- Given passage:
>> begin
Now, what happens when a user sends an invalid query, be it malicious or not? The frontend happily redirects the query to all the backends and all the backends trip over the assertion… crashing in unison. Oops. We have a correlated failure against which no replication would have helped. What’s worse: if you have sufficiently smart traffic routing, your routing system might determine that the cluster has died and decide to redirect the query to a different cluster… triggering the same failure on a new set of servers. Rinse and repeat. Our innocent assertion has caused a global cascading failure, taking all of our service down.
Alright, that was bad. You go ahead and write a blameless postmortem in which you identify the assertion as the root cause. As a corrective measure, you fix that piece of code to handle the condition with a graceful error. And as a preventive measure, you reassess the validity of all assertions in your codebase and then decide to forbid assertions in the serving path, project-wide.
The fallacy
Wait, what? Blindly forbidding assertions is not going to fix the problem. This policy change will prevent a possible cause but will not make the service more reliable. After all, this new policy only eliminates a certain class of bugs. What if, next time, the invalid query triggers a correlated crash because of a null-pointer dereference? Or what if handling the query tickles a kernel bug? Or what if you trip over a processor bug? Or what if, instead of crashing, you cause a deadlock and your backends stay alive but stop responding to just a certain kind of queries?
>> end
- Tasks to complete:
a – Echo the passage on assertions and cascading failures word for word, from "Now, what happens" up to and including "our service down.".
b – Write what follows the last sentence of the passage on assertions and cascading failures, carrying it forward in the same voice.

- Data records:
>> begin
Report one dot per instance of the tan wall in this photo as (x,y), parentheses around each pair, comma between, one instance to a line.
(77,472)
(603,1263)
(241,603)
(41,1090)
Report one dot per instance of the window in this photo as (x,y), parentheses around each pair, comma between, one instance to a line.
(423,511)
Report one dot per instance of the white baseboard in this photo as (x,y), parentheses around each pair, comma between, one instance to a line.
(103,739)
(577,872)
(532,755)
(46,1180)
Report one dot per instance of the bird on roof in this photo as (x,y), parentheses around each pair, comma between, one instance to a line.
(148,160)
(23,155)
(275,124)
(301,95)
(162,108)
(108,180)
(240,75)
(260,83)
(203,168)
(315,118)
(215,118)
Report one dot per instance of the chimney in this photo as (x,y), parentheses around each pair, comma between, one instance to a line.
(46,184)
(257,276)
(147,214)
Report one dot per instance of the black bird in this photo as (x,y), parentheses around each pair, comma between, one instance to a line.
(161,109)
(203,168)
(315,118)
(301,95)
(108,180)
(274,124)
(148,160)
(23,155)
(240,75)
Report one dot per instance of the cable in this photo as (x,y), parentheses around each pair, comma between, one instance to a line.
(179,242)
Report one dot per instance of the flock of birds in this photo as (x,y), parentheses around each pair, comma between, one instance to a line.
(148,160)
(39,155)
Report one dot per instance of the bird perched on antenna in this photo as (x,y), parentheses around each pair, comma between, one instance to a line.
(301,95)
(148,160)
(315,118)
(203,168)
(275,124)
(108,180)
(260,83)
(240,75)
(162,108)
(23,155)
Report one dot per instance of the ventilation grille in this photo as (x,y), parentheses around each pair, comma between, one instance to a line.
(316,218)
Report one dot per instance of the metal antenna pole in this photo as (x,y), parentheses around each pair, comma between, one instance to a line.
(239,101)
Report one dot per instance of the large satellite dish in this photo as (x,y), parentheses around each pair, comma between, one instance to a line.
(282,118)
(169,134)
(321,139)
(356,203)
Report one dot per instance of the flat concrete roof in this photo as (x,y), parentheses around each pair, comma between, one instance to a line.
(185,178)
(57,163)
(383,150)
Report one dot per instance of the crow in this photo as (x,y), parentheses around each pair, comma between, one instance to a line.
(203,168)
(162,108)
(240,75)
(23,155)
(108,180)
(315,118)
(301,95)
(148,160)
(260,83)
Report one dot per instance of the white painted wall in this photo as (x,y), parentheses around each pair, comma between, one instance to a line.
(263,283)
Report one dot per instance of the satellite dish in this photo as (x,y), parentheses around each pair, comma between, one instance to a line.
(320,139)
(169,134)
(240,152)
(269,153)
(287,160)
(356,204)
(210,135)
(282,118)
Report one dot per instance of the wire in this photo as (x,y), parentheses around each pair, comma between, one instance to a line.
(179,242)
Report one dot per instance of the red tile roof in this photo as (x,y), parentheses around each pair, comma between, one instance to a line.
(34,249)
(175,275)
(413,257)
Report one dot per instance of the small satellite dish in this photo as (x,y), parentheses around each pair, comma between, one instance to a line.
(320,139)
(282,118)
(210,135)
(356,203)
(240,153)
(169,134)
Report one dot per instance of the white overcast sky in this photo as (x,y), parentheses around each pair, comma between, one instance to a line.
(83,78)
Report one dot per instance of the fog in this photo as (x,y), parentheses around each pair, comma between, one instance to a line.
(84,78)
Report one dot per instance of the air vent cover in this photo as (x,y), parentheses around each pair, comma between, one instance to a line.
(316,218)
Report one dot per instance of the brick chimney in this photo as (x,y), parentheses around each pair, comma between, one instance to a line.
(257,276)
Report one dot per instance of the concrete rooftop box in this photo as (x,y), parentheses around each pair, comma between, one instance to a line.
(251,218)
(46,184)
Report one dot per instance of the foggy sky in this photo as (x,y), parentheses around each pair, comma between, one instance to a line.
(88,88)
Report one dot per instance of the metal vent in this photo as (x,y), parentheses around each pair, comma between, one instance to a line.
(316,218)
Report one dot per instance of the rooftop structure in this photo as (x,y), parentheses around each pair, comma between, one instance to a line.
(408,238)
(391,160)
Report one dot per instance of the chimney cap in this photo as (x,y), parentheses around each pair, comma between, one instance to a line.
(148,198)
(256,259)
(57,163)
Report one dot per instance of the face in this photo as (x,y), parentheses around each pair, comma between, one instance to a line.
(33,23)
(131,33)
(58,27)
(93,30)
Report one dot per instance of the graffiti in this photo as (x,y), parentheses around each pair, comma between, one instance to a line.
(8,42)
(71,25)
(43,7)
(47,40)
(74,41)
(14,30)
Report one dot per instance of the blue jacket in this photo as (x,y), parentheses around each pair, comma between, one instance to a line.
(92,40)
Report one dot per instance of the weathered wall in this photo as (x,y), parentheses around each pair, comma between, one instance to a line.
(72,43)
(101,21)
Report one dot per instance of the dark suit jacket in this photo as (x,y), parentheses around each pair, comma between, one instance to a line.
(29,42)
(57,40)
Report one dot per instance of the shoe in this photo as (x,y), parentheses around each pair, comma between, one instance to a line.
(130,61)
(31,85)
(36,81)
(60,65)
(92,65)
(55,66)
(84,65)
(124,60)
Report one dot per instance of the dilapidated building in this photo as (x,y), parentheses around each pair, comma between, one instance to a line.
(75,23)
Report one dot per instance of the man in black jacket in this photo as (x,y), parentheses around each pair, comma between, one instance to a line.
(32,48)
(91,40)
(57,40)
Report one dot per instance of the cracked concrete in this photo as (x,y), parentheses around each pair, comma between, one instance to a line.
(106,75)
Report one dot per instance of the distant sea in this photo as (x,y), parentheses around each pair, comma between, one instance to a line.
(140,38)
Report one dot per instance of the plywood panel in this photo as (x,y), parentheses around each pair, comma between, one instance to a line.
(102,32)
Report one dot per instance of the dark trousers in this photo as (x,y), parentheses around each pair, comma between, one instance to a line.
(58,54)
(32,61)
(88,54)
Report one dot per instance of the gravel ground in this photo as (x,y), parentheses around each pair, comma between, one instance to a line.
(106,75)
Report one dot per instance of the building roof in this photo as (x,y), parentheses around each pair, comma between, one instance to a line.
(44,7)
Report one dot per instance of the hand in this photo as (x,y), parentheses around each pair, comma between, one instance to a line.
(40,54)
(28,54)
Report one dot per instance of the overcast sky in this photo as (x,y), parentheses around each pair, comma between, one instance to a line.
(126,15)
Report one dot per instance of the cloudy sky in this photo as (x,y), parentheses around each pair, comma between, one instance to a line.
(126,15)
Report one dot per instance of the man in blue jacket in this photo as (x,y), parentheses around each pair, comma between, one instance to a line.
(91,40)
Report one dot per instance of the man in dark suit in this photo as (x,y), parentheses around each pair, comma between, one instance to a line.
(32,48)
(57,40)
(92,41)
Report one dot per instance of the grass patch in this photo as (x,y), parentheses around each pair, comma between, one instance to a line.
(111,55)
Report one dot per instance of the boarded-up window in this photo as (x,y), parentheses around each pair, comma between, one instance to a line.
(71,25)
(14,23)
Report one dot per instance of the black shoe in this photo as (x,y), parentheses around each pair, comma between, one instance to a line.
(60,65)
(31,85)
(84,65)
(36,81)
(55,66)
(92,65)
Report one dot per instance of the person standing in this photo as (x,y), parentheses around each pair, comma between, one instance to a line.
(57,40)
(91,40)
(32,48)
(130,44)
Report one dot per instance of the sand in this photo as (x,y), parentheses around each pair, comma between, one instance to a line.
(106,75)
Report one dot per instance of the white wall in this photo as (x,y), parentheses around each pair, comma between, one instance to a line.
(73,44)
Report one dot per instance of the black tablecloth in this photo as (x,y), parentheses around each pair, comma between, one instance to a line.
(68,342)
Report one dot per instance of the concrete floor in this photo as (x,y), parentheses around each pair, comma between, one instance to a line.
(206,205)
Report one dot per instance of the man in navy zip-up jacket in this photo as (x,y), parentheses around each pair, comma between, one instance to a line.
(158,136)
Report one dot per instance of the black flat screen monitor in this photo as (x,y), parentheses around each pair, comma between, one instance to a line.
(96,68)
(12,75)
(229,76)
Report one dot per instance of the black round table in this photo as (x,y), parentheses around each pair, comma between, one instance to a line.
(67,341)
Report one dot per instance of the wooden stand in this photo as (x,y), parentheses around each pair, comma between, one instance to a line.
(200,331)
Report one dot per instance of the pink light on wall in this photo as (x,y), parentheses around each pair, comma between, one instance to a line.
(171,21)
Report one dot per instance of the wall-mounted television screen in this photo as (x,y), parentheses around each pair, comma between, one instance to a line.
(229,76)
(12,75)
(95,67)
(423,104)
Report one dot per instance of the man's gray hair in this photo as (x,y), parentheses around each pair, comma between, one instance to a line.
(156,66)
>> end
- Response list:
a –
Now, what happens when a user sends an invalid query, be it malicious or not? The frontend happily redirects the query to all the backends and all the backends trip over the assertion… crashing in unison. Oops. We have a correlated failure against which no replication would have helped. What’s worse: if you have sufficiently smart traffic routing, your routing system might determine that the cluster has died and decide to redirect the query to a different cluster… triggering the same failure on a new set of servers. Rinse and repeat. Our innocent assertion has caused a global cascading failure, taking all of our service down.

b –
There is no way you can eliminate all classes of bugs—and if there is, nobody has discovered it yet. So what do you do? You rëengineer the system so that the possibility of a correlated failure doesn’t exist. An idea: instead of sending the query to all servers at once, send the query first to a single backend server and, if it don’t reply within a short period of time, abort the query because it’s risky.
A word about Go
And that, I believe, is the rationale behind Go’s ban on assertions, which took me on a little rant in my Rust vs. Go comparison. After all, Go originated at Google and we have had our fair share of query-of-death problems. In fact, the postmortem story described above is based on, at least, a couple of real-life situations I’ve previously encountered—but I cannot remember which projects these were about.
I suspect the Go language designers, in their pragmatism, wanted to eradicate this kind of issue… but as we have seen… that’s not of much help: you can still crash a Go program due to bad pointer references and you can deadlock it, so query of deaths are still perfectly possible in a Go service. And mind you, they could be possible as well in a Rust service because bugs can be made in any language. So, design your systems for reliability.